## Exercise instructions
Which lines in the data below contain the string "tail"? List each of them in full. Case counts.

## Records supplied
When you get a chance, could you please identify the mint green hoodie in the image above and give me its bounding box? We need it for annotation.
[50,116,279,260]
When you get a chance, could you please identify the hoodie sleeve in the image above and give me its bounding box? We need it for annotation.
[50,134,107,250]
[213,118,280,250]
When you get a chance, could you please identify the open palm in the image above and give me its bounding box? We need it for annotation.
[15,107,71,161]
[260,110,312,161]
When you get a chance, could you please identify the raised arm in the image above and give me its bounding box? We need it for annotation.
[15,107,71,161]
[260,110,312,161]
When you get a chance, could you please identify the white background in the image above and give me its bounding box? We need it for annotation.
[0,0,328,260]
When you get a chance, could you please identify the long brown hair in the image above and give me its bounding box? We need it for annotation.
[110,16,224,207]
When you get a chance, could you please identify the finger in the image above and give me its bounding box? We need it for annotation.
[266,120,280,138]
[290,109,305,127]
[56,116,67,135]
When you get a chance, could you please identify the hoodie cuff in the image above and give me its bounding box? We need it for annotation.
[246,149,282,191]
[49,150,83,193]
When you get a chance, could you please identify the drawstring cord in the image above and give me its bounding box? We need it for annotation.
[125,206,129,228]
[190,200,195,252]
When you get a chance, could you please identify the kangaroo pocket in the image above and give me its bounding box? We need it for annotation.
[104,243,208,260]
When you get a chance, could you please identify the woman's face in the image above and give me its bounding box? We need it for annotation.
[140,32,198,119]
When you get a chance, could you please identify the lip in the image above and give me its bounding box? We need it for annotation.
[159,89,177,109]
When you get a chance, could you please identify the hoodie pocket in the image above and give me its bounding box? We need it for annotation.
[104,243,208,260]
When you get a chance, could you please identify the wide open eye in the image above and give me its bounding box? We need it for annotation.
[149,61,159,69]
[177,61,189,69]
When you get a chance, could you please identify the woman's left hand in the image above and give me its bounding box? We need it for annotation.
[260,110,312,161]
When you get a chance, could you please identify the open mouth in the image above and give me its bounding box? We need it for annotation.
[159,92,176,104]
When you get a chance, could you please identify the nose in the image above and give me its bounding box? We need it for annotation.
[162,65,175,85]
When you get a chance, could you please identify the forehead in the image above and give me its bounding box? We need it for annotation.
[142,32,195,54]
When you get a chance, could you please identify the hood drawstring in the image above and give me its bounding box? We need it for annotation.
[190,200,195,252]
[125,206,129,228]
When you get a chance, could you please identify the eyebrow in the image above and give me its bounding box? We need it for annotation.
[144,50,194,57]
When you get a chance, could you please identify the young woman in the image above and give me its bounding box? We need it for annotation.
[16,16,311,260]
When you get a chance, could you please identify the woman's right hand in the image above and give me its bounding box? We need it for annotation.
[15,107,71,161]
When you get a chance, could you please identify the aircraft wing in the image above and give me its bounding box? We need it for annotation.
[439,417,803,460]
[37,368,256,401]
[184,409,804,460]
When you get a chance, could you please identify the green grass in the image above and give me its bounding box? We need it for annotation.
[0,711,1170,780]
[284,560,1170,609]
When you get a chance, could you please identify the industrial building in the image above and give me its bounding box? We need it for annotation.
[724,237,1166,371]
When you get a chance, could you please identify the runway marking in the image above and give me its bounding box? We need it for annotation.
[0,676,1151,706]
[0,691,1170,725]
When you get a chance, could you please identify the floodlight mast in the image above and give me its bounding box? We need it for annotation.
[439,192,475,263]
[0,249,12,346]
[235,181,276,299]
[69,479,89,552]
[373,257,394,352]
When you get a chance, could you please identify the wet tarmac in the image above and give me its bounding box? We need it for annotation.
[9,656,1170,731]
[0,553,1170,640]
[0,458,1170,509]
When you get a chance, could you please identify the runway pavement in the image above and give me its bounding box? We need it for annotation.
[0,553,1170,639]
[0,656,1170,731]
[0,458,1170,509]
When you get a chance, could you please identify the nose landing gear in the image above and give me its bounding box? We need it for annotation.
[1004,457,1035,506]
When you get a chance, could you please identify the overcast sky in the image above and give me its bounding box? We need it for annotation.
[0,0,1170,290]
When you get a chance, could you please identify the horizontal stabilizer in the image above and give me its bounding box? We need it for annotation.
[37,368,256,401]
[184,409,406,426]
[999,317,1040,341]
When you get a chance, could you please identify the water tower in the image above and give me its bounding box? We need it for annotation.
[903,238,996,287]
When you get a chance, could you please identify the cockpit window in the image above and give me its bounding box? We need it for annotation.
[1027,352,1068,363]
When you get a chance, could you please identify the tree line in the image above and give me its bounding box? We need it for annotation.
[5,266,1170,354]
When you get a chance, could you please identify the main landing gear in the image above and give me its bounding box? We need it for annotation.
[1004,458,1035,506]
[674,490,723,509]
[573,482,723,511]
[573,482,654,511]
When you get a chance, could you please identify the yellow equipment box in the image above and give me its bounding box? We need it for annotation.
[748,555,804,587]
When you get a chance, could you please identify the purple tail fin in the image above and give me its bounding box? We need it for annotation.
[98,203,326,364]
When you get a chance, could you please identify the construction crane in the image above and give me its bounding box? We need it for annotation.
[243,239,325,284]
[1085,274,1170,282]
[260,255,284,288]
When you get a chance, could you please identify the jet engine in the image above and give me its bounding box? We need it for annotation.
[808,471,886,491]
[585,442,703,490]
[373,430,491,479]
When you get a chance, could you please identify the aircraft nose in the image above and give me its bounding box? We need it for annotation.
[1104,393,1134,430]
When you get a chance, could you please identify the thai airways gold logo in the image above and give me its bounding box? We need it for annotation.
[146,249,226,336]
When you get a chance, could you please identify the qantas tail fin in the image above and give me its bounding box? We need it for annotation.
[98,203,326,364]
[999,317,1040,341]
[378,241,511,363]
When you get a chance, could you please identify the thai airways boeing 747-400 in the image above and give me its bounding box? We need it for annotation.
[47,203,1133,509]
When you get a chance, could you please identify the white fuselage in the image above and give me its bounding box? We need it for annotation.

## Written answer
When you get a chance, could you please identify the purple tail fin in the image above and give me its bounding box? We need it for annotation.
When you get a chance, could you please identify the qantas tail fin in the image above and give me its bounding box? We need it for annotation.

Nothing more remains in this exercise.